**EXCERPTED PASSAGE**
#####

On the twenty-fourth day of Christmas...

...we put our knowledge to the test!

Today we will not learn anything new. Instead, we will bring together what we've learned to build some plots!

We will build three different plots:

(1) Build a plot using the trees dataset that shows violin plots by tree type, also coloured by tree type. Add a title, informative axis labels, and a legend at the bottom.

(2) Build a plot using the sleighs dataset that shows deerpower by weight, with a trendline, points coloured by km per carrot (with a size and shape where you can see the colour differences), and an informative title, axis labels, and legend.

(3) Build an image that shows the previous two graphs side-by-side in one image with labels A and B.

And as a little Christmas Eve gift, here is a fantastic cheatsheet for ggplot2. I keep it in my bookmarks bar :)
https://github.com/rstudio/cheatsheets/blob/main/data-visualization-2.1.pdf - this might come in handy while you are working through these exercises!

#####

**Excerpts from a detection dataset**

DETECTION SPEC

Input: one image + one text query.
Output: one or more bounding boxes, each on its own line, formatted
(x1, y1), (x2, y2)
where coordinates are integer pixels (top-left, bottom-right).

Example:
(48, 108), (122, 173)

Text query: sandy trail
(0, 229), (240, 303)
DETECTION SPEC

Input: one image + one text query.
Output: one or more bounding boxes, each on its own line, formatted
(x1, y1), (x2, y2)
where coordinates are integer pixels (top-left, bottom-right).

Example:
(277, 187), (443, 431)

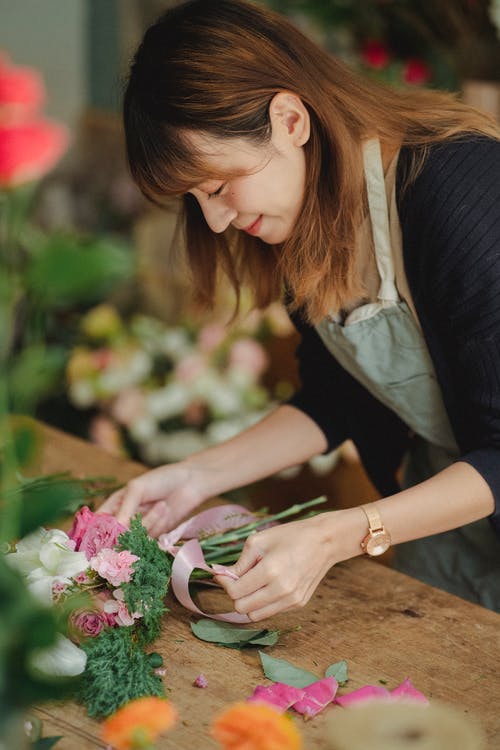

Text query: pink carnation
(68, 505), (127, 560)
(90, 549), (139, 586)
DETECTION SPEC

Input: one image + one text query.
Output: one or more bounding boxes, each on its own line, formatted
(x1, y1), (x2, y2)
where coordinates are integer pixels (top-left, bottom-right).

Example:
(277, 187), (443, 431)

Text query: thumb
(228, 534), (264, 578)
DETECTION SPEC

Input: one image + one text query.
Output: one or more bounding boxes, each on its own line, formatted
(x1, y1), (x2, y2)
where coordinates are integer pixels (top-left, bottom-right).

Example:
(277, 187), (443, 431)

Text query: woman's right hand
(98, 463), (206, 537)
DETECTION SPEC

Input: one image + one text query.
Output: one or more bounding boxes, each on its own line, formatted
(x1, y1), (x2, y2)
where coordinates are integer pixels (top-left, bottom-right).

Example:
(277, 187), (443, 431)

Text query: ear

#####

**EXERCISE INSTRUCTIONS**
(a) Copy out the records, from the very first line down to and including the line containing "(98, 463), (206, 537)", and leave out the pictures.
(b) Take the post about the Christmas ggplot2 plotting exercises further, picking up after its final sentence.

**EXERCISE ANSWERS**
(a)
DETECTION SPEC

Input: one image + one text query.
Output: one or more bounding boxes, each on its own line, formatted
(x1, y1), (x2, y2)
where coordinates are integer pixels (top-left, bottom-right).

Example:
(48, 108), (122, 173)

Text query: sandy trail
(0, 229), (240, 303)
DETECTION SPEC

Input: one image + one text query.
Output: one or more bounding boxes, each on its own line, formatted
(x1, y1), (x2, y2)
where coordinates are integer pixels (top-left, bottom-right).

Example:
(277, 187), (443, 431)


Text query: pink carnation
(68, 505), (127, 560)
(90, 549), (139, 586)
DETECTION SPEC

Input: one image + one text query.
Output: one or more bounding boxes, each on its own line, formatted
(x1, y1), (x2, y2)
where coordinates are integer pixels (top-left, bottom-right).

Example:
(277, 187), (443, 431)

Text query: thumb
(228, 534), (264, 578)
DETECTION SPEC

Input: one image + one text query.
Output: one or more bounding boxes, each on its own line, formatted
(x1, y1), (x2, y2)
where coordinates are integer pixels (top-left, bottom-right).

Example:
(277, 187), (443, 431)

Text query: woman's right hand
(98, 463), (206, 537)

(b)
DAY 25 - MERRY CHRISTMAS!!!

I hope you enjoyed this advent calendar. Similarly to the previous one, for day 25, I've given you code for a Christmas visual created by someone else (in this case, data scientist, Jodie Burchell). But unlike in the original R advent calendaR, now you should be able to understand a lot of the components and the grammar used in this code. Load the data and run the code to see what happens! The original blog post can be found here: https://t-redactyl.io/blog/2016/12/a-very-ggplot2-christmas.html

First, load in this dataset, which is available through git hub.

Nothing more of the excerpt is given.